Stored data entries
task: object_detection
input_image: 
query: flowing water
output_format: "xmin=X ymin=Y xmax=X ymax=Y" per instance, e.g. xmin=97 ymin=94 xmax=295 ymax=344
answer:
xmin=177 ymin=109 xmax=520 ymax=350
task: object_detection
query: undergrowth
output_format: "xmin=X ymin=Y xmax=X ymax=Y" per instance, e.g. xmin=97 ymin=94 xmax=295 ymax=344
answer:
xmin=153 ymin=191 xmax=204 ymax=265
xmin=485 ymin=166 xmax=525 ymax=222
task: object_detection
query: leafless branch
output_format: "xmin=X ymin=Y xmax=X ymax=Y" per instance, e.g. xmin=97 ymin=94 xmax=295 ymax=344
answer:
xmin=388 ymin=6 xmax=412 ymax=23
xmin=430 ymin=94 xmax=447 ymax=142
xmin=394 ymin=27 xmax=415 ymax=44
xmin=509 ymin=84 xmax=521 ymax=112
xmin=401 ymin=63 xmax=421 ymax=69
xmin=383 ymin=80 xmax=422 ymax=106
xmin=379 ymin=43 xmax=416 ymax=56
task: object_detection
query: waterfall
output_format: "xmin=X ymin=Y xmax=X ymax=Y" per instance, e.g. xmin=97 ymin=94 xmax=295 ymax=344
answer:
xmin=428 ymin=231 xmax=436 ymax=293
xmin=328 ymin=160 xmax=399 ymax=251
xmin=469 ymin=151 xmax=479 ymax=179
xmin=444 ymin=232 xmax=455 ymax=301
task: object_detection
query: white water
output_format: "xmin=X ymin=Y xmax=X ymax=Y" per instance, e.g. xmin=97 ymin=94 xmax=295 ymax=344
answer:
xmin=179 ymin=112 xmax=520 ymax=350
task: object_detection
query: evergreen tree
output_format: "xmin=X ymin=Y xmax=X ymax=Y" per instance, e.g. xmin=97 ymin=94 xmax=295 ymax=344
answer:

GOAL OF THE EXERCISE
Output the lines of the listing from its start through the line holding "xmin=379 ymin=43 xmax=416 ymax=56", inclusive, copying them exactly.

CORRECT RESPONSE
task: object_detection
input_image: 
query: flowing water
output_format: "xmin=X ymin=Y xmax=X ymax=Y" per instance, e.g. xmin=97 ymin=94 xmax=295 ymax=344
answer:
xmin=177 ymin=109 xmax=520 ymax=350
task: object_detection
query: undergrowth
output_format: "xmin=X ymin=Y xmax=X ymax=Y" per instance, e.g. xmin=97 ymin=94 xmax=295 ymax=344
answer:
xmin=153 ymin=191 xmax=204 ymax=265
xmin=485 ymin=166 xmax=525 ymax=222
task: object_detection
query: leafless branch
output_format: "xmin=X ymin=Y xmax=X ymax=Y" per instance, e.g. xmin=97 ymin=94 xmax=295 ymax=344
answer:
xmin=388 ymin=6 xmax=412 ymax=23
xmin=430 ymin=94 xmax=447 ymax=142
xmin=394 ymin=27 xmax=415 ymax=44
xmin=509 ymin=84 xmax=521 ymax=112
xmin=401 ymin=63 xmax=421 ymax=69
xmin=383 ymin=80 xmax=422 ymax=106
xmin=379 ymin=43 xmax=416 ymax=56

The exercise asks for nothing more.